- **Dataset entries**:
════════════════
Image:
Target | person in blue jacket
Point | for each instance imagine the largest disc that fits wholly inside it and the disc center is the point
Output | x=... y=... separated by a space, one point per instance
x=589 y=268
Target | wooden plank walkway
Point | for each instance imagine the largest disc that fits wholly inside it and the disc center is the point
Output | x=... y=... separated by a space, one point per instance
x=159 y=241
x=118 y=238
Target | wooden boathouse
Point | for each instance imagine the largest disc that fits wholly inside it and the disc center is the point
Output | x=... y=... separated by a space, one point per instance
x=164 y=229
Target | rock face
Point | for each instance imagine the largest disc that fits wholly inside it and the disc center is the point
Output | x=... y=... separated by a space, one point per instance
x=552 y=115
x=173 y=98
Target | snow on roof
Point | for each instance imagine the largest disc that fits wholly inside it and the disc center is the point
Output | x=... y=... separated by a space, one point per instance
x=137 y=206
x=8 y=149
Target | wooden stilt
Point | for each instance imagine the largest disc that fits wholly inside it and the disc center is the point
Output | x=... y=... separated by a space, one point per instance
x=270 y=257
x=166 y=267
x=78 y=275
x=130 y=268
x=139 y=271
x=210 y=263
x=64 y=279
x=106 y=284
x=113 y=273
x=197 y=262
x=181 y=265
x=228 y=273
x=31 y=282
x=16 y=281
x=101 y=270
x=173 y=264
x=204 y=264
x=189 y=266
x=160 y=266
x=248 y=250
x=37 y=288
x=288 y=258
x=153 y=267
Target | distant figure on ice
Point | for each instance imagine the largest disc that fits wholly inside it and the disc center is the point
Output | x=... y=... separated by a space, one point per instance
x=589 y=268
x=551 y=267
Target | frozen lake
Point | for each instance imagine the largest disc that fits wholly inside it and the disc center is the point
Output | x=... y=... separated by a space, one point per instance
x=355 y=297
════════════════
- **PROMPT**:
Each of the records is to be written out again exactly.

- **ANSWER SPACE**:
Image:
Target | person in blue jacket
Point | for each instance imagine the largest disc that fits wholly inside it and the disc center is the point
Output | x=... y=... separated by a space, one point per instance
x=589 y=268
Target | wooden plank walkway
Point | for each instance imagine the largest disc that fits wholly inside it and the disc center is the point
Output | x=... y=... separated by a space, one point per instance
x=159 y=241
x=118 y=238
Target | wooden boathouse
Point | for each instance imagine the largest disc that fits wholly inside it and the disc center is the point
Output | x=... y=... separated by a space, one point per instance
x=164 y=229
Target | rock face
Point | for each instance imagine the largest disc that fits wholly inside it and the disc center is the point
Output | x=... y=... separated by a space, one point per instance
x=552 y=115
x=173 y=98
Target | snow on roof
Point | for each instance imagine the largest disc that fits wholly inside it and the disc center is the point
Output | x=... y=... separated by a space, one point per instance
x=137 y=206
x=8 y=149
Target | wooden stilt
Point | for each instance imagine the largest disc that fits wholly inside it and the disc center is the point
Output | x=... y=... separated by a space, one point per instance
x=270 y=257
x=166 y=267
x=78 y=275
x=130 y=268
x=139 y=271
x=210 y=263
x=64 y=279
x=106 y=284
x=113 y=273
x=197 y=262
x=181 y=265
x=228 y=273
x=31 y=282
x=16 y=281
x=101 y=270
x=173 y=264
x=204 y=264
x=189 y=266
x=160 y=266
x=248 y=250
x=37 y=288
x=288 y=258
x=153 y=267
Target | distant figure on ice
Point | for each instance imagine the largest disc that fits wholly inside it and the disc center is the point
Output | x=... y=... separated by a space, one point per instance
x=589 y=268
x=551 y=267
Target | frozen lake
Point | for each instance imagine the largest disc that fits wholly inside it and the disc center is the point
Output | x=... y=... separated by a space, one point per instance
x=355 y=297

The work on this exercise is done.